[Request]:
Continue the section on reasoning in large language models from its final sentence, keeping to its headings and tone.

[Source document]:
********************

Introduction

The capacity for reasoning — drawing logical conclusions from given premises — has long been considered a hallmark of human intelligence. Recent work demonstrates that sufficiently large language models exhibit emergent reasoning capabilities that are absent in smaller counterparts.

Background

Scaling Laws and Emergence

Kaplan et al. (2020) established that language model performance scales predictably with compute, data, and parameters. However, Wei et al. (2022) identified emergent abilities — capabilities that appear suddenly at certain scale thresholds rather than improving gradually.

Chain-of-Thought Prompting

“Let’s think step by step” — this simple instruction unlocks multi-step reasoning in models above approximately 100B parameters.

The chain-of-thought paradigm (Wei et al., 2022) decomposes complex reasoning into intermediate steps, allowing the model to use its own generated text as a “scratchpad.”

********************

[Data excerpts]:
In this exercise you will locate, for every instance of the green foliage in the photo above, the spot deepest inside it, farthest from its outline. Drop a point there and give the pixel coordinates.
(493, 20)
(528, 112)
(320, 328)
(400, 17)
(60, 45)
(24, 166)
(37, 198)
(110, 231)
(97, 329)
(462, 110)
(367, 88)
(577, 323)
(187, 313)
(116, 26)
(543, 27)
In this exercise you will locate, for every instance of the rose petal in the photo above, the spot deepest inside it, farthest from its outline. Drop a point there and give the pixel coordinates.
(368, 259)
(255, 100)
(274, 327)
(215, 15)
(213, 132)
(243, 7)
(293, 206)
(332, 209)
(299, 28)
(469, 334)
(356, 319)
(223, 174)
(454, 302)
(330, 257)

********************

[Task answer]:
Methodology

We evaluate reasoning across three dimensions:

  1. Arithmetic reasoning — GSM8K benchmark
  2. Commonsense reasoning — StrategyQA
  3. Symbolic reasoning — Last Letter Concatenation

Key Findings

The relationship between model scale and reasoning accuracy follows a sigmoidal pattern rather than a power law. Below 10B parameters, chain-of-thought prompting provides negligible benefit. Above 100B parameters, it consistently outperforms standard prompting.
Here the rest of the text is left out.